*Extrait du texte*.
|---|

Living in Emergency
Mardi 13/12/2011 | Posté par Pascaline
Mardi dernier, sur le campus de la Timone, Médecins Sans Frontières organisait la projection d’un documentaire relatant le quotidien des docteurs en mission humanitaire. Un débat animé a suivi. Pascaline était présente.
"Living in Emergency Tour". Le titre est aguicheur et pourrait se prêter au dernier épisode d’"Urgences" si la série existait toujours. Il s’agit en fait de la diffusion, par Médecins Sans Frontières, d’un film documentaire dans tous les campus de médecine de France. Cette ONG qui agit en toute indépendance car elle "existe grâce aux dons", nous a-t-on rappelé avant la projection, fête ses 40 ans d’existence. C’est donc dans ce cadre qu’avait lieu la projection, le 6 décembre, sur le campus de la Timone.
La guerre en toile de fond
"Living in Emergency" est un documentaire, réalisé en 2006 par Mark Hopkins, un réalisateur indépendant américain, avec l’autorisation de Médecins Sans Frontières. Il ne s’agit donc pas d’un long-métrage de promotion, avec l’objectif de recruter des médecins pour MSF sur les campus de France.

|---|

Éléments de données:

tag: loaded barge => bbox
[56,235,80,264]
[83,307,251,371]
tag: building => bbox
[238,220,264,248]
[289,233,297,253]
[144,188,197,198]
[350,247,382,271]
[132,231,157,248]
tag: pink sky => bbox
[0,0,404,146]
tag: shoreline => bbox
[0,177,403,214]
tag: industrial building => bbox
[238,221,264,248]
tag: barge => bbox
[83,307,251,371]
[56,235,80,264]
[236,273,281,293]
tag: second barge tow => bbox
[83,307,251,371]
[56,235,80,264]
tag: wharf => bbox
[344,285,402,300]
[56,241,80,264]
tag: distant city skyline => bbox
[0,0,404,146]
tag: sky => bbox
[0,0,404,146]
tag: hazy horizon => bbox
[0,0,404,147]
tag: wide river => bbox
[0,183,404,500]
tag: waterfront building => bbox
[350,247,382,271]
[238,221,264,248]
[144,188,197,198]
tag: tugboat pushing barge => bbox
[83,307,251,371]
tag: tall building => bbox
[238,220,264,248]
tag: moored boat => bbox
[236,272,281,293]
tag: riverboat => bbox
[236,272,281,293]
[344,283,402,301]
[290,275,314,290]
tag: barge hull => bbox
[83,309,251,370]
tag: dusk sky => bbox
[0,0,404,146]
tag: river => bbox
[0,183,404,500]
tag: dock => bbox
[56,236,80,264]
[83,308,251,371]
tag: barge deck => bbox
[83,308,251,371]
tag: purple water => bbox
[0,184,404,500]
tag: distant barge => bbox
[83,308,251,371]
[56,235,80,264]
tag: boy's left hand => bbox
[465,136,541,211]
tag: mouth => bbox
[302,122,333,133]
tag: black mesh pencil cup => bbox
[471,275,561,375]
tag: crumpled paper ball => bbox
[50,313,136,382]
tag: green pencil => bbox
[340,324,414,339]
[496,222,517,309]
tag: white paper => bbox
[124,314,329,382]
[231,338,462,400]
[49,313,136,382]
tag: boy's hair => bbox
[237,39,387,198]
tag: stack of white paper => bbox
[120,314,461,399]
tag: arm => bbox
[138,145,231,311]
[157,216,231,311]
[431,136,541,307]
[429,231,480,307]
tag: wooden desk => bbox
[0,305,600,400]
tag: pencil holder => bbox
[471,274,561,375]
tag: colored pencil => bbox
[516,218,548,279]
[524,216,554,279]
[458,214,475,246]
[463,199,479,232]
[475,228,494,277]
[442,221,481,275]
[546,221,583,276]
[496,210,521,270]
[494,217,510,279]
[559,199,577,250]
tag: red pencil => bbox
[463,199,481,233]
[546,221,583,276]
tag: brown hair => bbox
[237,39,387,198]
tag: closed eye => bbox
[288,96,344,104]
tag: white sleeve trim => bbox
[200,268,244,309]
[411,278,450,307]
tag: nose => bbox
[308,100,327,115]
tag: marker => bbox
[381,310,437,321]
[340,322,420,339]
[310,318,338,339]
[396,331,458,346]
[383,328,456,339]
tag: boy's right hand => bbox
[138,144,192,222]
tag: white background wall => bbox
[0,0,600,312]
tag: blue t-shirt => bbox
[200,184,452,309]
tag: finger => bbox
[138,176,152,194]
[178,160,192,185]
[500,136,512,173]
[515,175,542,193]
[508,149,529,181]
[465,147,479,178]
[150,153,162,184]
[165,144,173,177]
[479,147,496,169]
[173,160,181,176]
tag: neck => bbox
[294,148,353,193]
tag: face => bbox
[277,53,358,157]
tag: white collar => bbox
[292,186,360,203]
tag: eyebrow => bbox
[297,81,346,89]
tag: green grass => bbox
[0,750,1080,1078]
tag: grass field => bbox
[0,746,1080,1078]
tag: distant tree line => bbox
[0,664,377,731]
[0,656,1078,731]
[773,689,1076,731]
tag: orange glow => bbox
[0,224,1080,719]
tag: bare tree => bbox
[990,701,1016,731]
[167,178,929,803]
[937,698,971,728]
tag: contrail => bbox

|---|

*Consignes de travail*.
A) Recopiez fidèlement le passage de l'article sur la projection compris entre « La guerre en » et « campus de France. », ces deux segments inclus.
B) D'après l'article sur la projection, qui a réalisé le documentaire « Living in Emergency » ?
C) Poursuivez la rédaction de l'article sur la projection à partir de sa dernière phrase.

*Liste des réponses*.
A)
La guerre en toile de fond
"Living in Emergency" est un documentaire, réalisé en 2006 par Mark Hopkins, un réalisateur indépendant américain, avec l’autorisation de Médecins Sans Frontières. Il ne s’agit donc pas d’un long-métrage de promotion, avec l’objectif de recruter des médecins pour MSF sur les campus de France.

B) Mark Hopkins, un réalisateur indépendant américain.

C)
Si nous en avions douté, les débats en interne qu’il a suscités nous ont prouvé le contraire. Le film a été tourné au Liberia, pays ravagé par la guerre civile qui n’a plus de système de santé au moment du tournage, et en République Démocratique du Congo, où un conflit chronique s’est installé à l’est du pays, depuis la fin du génocide rwandais, en 1994.
Héros, mais pas trop
Le film a un côté héroïque, qui met en scène des personnalités parfois à la limite de la mégalomanie et évite de justesse l’image des "super docteurs" qui s’en vont en mission pour sauver le monde. Pourtant, il dévoile aussi les défaillances des médecins, dans les conditions extrêmes où ils exercent, leurs larmes, leurs colères, leurs folies,…
Et il questionne la vie de ces personnages (qui arrivent à manger des cornes flakes au petit déjeuner dans un pays en guerre). Une réflexion sur la place de ces expat’ dans les pays où ils interviennent : place qu’on leur donne et place qu’ils prennent.
A plusieurs reprises dans le film, on leur fait remarquer, et ils en ont conscience, que leur place est toujours temporaire dans leur société d’accueil. Eux peuvent partir à tout moment, tandis que les gens qu’ils soignent sont chez eux et ne peuvent pas partir.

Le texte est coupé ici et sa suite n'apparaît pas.